Exercício proposto A> Segundo o texto de leitura, com que fuzil o indivíduo sai sabendo mexer mais ou menos depois do treinamento do Exército?

---------- Texto de leitura ----------

Reforma da polícia? “Só daqui para mais de 100 anos”

Lúcio Alves de Barros*

Um leitor indagou-me sobre as operações policiais acontecidas nas “zonas quentes de criminalidade” tanto no Rio de Janeiro como em Belo Horizonte. Indignado ele estava com a ação do Exército nos morros do Rio e perguntava-me sobre o fato do policial militar ser responsabilizado pelos seus atos e os recrutas do Exército não, haja vista que não foram treinados para ações em espaços civis. Na verdade, já havia discutido essa querela, soldados do exército não são treinados para a guerra e, acredite, mesmo que o Brasil entre em uma eles continuarão destreinados para ela. De toda forma há um treinamento meio tosco no qual o indivíduo sai sabendo mexer mais ou menos com um fuzil 7.62 e sabendo da existência da hierarquia e disciplina. Ele também sai sabendo capinar, lavar carros, engraxar sapatos e fazer bons exercícios físicos.

----------

Exercício proposto B> Reproduza sem alterações as linhas dos registros que vão da linha com "Expected: one point per instance of the grass" até a linha com "[[46, 282]]", incluindo ambas.

---------- Registros ----------

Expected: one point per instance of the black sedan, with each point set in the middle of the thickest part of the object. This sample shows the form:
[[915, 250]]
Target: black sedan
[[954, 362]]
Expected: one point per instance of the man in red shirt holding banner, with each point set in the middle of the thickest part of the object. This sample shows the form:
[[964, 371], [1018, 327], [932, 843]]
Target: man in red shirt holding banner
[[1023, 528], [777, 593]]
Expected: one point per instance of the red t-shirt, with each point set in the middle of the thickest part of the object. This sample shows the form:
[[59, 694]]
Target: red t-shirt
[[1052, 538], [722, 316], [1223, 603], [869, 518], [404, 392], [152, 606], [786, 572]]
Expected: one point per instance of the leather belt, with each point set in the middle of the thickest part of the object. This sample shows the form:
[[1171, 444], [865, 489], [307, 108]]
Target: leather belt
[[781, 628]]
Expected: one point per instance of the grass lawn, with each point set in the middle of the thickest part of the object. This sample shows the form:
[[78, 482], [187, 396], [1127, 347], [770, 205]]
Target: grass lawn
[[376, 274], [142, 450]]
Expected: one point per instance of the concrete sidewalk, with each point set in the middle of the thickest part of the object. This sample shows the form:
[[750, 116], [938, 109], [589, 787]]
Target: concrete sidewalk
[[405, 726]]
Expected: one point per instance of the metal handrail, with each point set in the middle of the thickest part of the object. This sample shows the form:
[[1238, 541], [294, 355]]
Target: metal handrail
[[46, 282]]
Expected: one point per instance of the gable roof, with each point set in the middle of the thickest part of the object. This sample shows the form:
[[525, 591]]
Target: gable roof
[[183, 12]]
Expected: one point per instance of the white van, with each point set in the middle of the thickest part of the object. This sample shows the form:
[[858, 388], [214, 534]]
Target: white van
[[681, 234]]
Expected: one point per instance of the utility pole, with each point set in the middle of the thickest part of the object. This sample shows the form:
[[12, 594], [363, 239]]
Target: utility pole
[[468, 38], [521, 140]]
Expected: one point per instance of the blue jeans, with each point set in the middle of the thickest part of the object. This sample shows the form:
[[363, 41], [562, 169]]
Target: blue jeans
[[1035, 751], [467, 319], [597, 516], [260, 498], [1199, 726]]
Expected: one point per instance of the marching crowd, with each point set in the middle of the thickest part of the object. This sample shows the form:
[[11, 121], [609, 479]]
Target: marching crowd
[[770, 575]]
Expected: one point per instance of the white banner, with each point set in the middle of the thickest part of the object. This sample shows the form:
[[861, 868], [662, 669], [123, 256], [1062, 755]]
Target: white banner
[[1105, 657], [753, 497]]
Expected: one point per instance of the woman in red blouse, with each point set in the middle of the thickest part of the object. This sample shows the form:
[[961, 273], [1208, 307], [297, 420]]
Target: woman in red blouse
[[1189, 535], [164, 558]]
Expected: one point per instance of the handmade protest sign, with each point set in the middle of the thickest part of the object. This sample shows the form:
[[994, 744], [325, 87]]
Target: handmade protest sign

----------

Resposta da tarefa A> Com um fuzil 7.62.

Resposta da tarefa B>
Expected: one point per instance of the grass lawn, with each point set in the middle of the thickest part of the object. This sample shows the form:
[[78, 482], [187, 396], [1127, 347], [770, 205]]
Target: grass lawn
[[376, 274], [142, 450]]
Expected: one point per instance of the concrete sidewalk, with each point set in the middle of the thickest part of the object. This sample shows the form:
[[750, 116], [938, 109], [589, 787]]
Target: concrete sidewalk
[[405, 726]]
Expected: one point per instance of the metal handrail, with each point set in the middle of the thickest part of the object. This sample shows the form:
[[1238, 541], [294, 355]]
Target: metal handrail
[[46, 282]]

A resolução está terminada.